Provided passage:
• • • • • • •
RICE – Friend or Foe?

What was the first food introduced to you as an infant? Yes, you got it right- RICE! However it’s strange to see how the fear of eating rice develops as you grow up. Doesn’t that seem controversial in itself? Although there still exist rice lovers and proponents (like us), the ratio of opponents to proponents has dramatically increased over a period of time. This is thanks to the food industry which constantly works towards making us believe whatever comes from our kitchen is unhealthy, whereas the processed version of natural foods are healthy.

How did this come to be?
This blatant rejection of natural rice has been propagated by cunning adverts which market the grains as “Fiber-rich” or “Low Glycemic Index”. Even “Cholesterol free”. No surprise, then, that the general population has the impression that the regular rice they consume isn’t healthy/rich in nutrients.

But what makes rice so nice?

The Probiotic Factor
To start with, rice increases the number of good microorganisms. Many issues in our body start with the root cause: The unfavorable ratio of good-to-bad microorganisms. A lot of problems such as poor assimilation of nutrients from food, dull skin, indigestion, bloating, sugar cravings, leaky gut, poor hair occurs when the number of bad microorganisms overpowers the good microorganisms. Lectins (plant proteins) in rice corrects this ratio, thus helping break down antinutritional factors, making nutrients more bioavailable in the food.
• • • • • • •
Requirement A: Repeat the rice article between "What was the" and "come to be?", inclusive, substituting "baby" for "infant".
Requirement B:
Answer these questions from the rice article:
(i) According to the article, what was the first food introduced to you as an infant?
(ii) Which three labels do the adverts use to market the grains?
(iii) What in rice corrects the ratio of good-to-bad microorganisms?

Given data:
• • • • • • •
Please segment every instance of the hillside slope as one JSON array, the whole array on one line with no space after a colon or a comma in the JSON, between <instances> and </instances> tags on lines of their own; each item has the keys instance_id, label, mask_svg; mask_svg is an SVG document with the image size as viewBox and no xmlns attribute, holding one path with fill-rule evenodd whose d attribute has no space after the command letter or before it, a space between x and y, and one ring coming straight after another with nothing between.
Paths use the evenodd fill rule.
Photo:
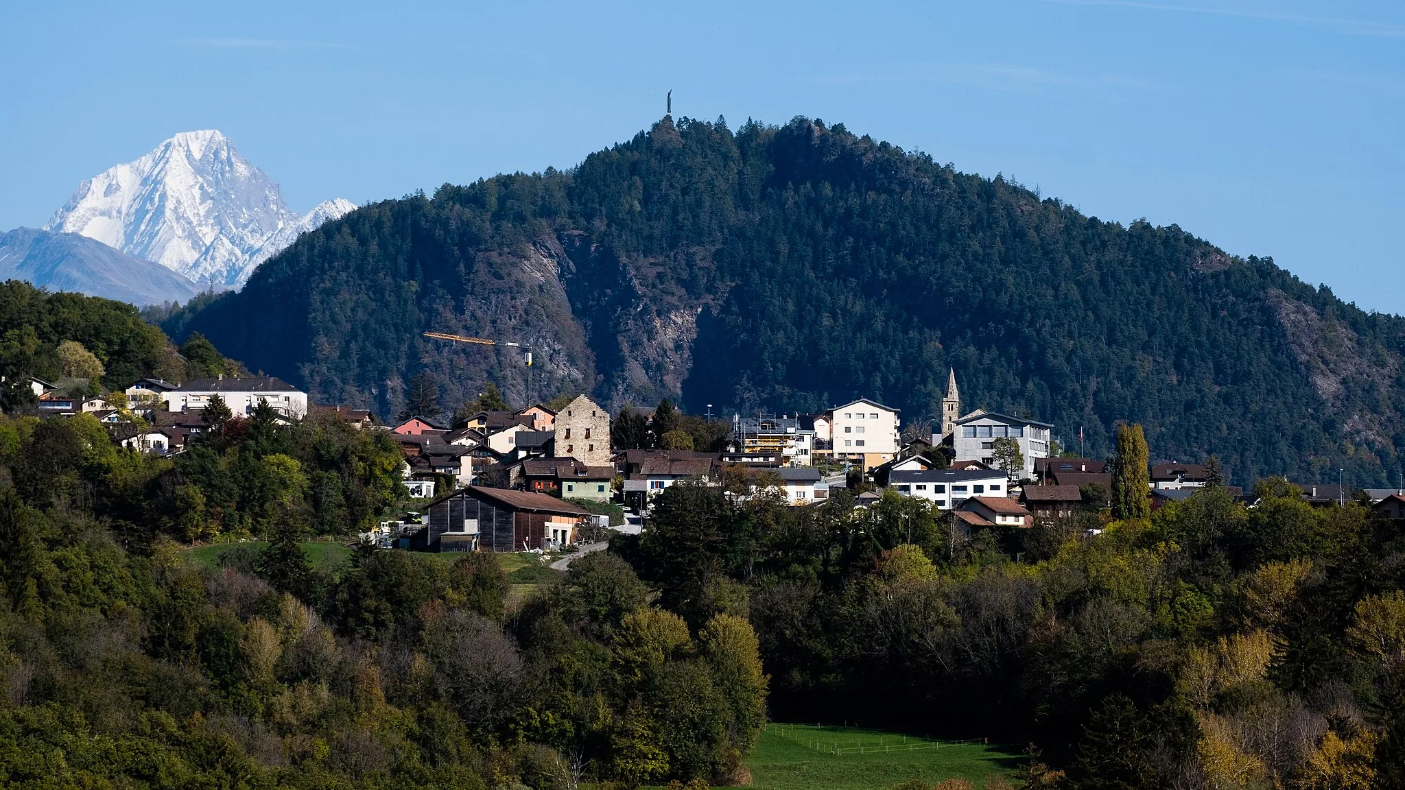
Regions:
<instances>
[{"instance_id":1,"label":"hillside slope","mask_svg":"<svg viewBox=\"0 0 1405 790\"><path fill-rule=\"evenodd\" d=\"M0 280L51 291L77 291L133 305L184 302L200 292L159 263L132 257L77 233L15 228L0 233Z\"/></svg>"},{"instance_id":2,"label":"hillside slope","mask_svg":"<svg viewBox=\"0 0 1405 790\"><path fill-rule=\"evenodd\" d=\"M436 329L528 342L540 394L613 406L867 395L910 420L951 365L965 408L1083 430L1090 455L1142 422L1154 455L1218 453L1236 481L1384 482L1405 444L1401 318L799 118L666 118L570 171L364 207L166 328L382 413L422 368L447 405L486 378L525 398L520 360L419 336Z\"/></svg>"}]
</instances>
• • • • • • •
Answer section A:
What was the first food introduced to you as an baby? Yes, you got it right- RICE! However it’s strange to see how the fear of eating rice develops as you grow up. Doesn’t that seem controversial in itself? Although there still exist rice lovers and proponents (like us), the ratio of opponents to proponents has dramatically increased over a period of time. This is thanks to the food industry which constantly works towards making us believe whatever comes from our kitchen is unhealthy, whereas the processed version of natural foods are healthy.

How did this come to be?

Answer section B:
(i) Rice.
(ii) "Fiber-rich," "Low Glycemic Index," and "Cholesterol free."
(iii) Lectins, which are plant proteins.